*The problem*.
Reproduce the records below in their entirety, character for character.

*Extracted records*.
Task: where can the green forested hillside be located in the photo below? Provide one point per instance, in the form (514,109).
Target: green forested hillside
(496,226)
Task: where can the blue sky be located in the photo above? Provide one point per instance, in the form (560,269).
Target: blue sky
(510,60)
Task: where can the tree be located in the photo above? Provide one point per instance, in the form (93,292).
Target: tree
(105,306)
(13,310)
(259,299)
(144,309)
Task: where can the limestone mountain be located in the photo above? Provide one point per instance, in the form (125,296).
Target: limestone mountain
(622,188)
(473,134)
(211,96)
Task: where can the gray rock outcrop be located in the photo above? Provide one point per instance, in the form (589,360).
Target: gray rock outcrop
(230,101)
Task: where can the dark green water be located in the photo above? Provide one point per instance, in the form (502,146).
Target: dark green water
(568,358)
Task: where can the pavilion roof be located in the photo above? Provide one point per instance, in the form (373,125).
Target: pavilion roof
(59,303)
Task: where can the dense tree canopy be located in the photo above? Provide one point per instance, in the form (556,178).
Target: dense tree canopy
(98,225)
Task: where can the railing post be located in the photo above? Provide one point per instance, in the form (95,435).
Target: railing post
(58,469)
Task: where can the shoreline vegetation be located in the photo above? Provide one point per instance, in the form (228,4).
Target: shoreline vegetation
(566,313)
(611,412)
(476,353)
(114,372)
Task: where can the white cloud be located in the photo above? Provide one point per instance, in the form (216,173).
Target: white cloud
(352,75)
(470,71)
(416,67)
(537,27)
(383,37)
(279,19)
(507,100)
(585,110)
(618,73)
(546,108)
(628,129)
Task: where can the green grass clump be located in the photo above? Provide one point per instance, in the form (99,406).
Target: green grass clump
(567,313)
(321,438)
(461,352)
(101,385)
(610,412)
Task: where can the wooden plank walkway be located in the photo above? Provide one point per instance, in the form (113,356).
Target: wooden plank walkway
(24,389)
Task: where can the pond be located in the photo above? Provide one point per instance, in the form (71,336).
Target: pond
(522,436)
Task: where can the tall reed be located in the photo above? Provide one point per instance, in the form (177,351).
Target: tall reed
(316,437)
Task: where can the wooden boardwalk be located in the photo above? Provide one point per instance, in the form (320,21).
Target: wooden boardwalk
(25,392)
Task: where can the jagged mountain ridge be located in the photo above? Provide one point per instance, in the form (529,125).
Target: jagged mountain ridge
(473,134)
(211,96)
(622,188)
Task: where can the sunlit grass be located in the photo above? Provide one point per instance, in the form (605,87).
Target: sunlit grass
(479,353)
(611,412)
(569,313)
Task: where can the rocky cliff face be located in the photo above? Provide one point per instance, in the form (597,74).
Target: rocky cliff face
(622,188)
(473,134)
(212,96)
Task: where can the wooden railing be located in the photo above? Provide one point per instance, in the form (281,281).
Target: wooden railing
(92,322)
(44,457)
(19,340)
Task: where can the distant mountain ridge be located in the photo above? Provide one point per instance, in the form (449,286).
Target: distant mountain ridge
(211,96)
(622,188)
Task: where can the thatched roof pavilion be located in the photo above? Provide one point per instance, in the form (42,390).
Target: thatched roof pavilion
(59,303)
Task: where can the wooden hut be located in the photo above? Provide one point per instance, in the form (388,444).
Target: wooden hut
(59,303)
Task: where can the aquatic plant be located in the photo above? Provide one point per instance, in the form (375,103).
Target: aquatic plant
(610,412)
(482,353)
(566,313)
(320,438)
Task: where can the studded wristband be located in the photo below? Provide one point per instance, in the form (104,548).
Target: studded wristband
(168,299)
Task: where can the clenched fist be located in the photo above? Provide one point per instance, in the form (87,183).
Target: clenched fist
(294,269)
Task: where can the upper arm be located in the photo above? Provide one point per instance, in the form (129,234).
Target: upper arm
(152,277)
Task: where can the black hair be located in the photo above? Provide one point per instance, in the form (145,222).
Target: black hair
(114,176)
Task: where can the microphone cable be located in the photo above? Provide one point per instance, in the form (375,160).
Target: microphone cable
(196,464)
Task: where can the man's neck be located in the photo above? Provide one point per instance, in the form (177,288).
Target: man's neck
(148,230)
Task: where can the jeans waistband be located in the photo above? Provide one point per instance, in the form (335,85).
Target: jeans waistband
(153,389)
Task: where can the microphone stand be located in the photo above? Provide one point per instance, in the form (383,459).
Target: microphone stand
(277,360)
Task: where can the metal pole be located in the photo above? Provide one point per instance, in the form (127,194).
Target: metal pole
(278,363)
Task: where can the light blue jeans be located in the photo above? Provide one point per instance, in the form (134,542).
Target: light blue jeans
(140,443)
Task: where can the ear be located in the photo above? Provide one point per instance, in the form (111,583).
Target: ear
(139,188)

*Correct result*.
Task: where can the green forested hillside be located in the photo below? Provide one point per instance, in the form (514,109).
Target: green forested hillside
(496,226)
Task: where can the blue sky be located in the photo above? Provide one point per instance, in the form (560,269).
Target: blue sky
(510,60)
Task: where can the tree be located in the photo above? Provide one point per instance, in the form (93,292).
Target: tree
(105,306)
(13,310)
(259,299)
(144,309)
Task: where can the limestone mountain be located in the photo above? Provide one point per instance, in the form (125,296).
Target: limestone mountain
(622,188)
(473,134)
(211,96)
Task: where can the gray rock outcrop be located in the photo above? Provide one point per instance, in the form (589,360).
Target: gray rock outcrop
(230,101)
Task: where can the dark green water be located in the photo above? Provide one point per instance, in the form (502,146).
Target: dark green water
(568,358)
Task: where can the pavilion roof be located in the photo above? Provide one point per instance, in the form (373,125).
Target: pavilion roof
(59,303)
Task: where can the dense tree canopy be located in the photo above? Provide one point per instance, in the form (556,178).
Target: dense tree canopy
(98,225)
Task: where can the railing post be located in the photo above? Provide one point per instance, in the form (95,435).
Target: railing post
(58,469)
Task: where can the shoreline vegetation be located in the photo above? Provide one point per instance, in the form (228,4).
Target: shoreline vegetation
(566,313)
(611,412)
(476,353)
(114,372)
Task: where can the white cloud be located in the photo above? Provide one point per instance, in the form (216,173).
Target: white cloud
(352,75)
(470,71)
(416,67)
(537,27)
(383,37)
(279,19)
(507,100)
(585,110)
(618,73)
(546,108)
(628,129)
Task: where can the green grass clump be located in the photo above? Provide one point per instance, in the form (99,406).
Target: green grass clump
(567,313)
(321,438)
(461,352)
(101,385)
(610,412)
Task: where can the wooden plank walkway be located in the photo above? Provide one point per instance, in the form (113,356).
Target: wooden plank walkway
(24,389)
Task: where can the pond be located in the photo above? Provide one point per instance, in the form (71,336).
Target: pond
(522,436)
Task: where can the tall reed be located in the photo above? Provide one point per instance, in the form (177,351).
Target: tall reed
(316,437)
Task: where can the wooden boardwalk be located in the photo above? Provide one point per instance, in the form (320,21).
Target: wooden boardwalk
(25,392)
Task: where can the jagged mountain ridge be located in the photo above? Provide one point per instance, in the form (529,125).
Target: jagged mountain ridge
(473,134)
(211,96)
(622,188)
Task: where can the sunlit grass be located in the photo above? Provide one point per instance, in the form (605,87).
Target: sunlit grass
(479,353)
(611,412)
(569,313)
Task: where can the rocky cliff face be located in the photo above? Provide one point per instance, in the form (597,74).
Target: rocky cliff face
(622,188)
(473,134)
(212,96)
Task: where can the wooden railing be located in the photo above? Provide one point per instance, in the form (281,281).
Target: wooden railing
(92,322)
(44,457)
(19,340)
Task: where can the distant mountain ridge be located in the photo above? Provide one point per instance, in the form (449,286).
Target: distant mountain ridge
(211,96)
(622,188)
Task: where can the thatched roof pavilion be located in the photo above? Provide one point per instance, in the form (42,390).
Target: thatched roof pavilion
(59,303)
Task: where can the wooden hut be located in the photo above? Provide one point per instance, in the form (388,444).
Target: wooden hut
(59,303)
Task: where can the aquatic plant be located in the photo above? Provide one point per instance, in the form (375,103).
Target: aquatic plant
(610,412)
(482,353)
(566,313)
(320,438)
Task: where can the studded wristband be located in the photo below? Provide one point per instance, in the form (104,548).
Target: studded wristband
(168,299)
Task: where can the clenched fist be located in the photo above? Provide one point per instance, in the form (87,183).
Target: clenched fist
(294,269)
Task: where can the upper arm be located in the photo above? Provide one point per instance, in the form (129,234).
Target: upper arm
(152,277)
Task: where can the black hair be located in the photo above? Provide one point per instance, in the form (145,222).
Target: black hair
(114,176)
Task: where can the microphone cable be located in the photo above? Provide one point per instance, in the form (375,160).
Target: microphone cable
(196,464)
Task: where can the man's neck be located in the photo above? Provide one point per instance, in the form (177,288).
Target: man's neck
(148,230)
Task: where can the jeans waistband be located in the photo above? Provide one point per instance, in the form (335,85).
Target: jeans waistband
(153,389)
Task: where can the microphone stand be located in the photo above? Provide one point per instance, in the form (383,459).
Target: microphone stand
(277,360)
Task: where can the metal pole be located in the photo above? Provide one point per instance, in the form (127,194).
Target: metal pole
(278,363)
Task: where can the light blue jeans be located in the photo above? Provide one point per instance, in the form (134,542).
Target: light blue jeans
(140,443)
Task: where can the ear be located in the photo above? Provide one point per instance, in the form (111,583).
Target: ear
(139,188)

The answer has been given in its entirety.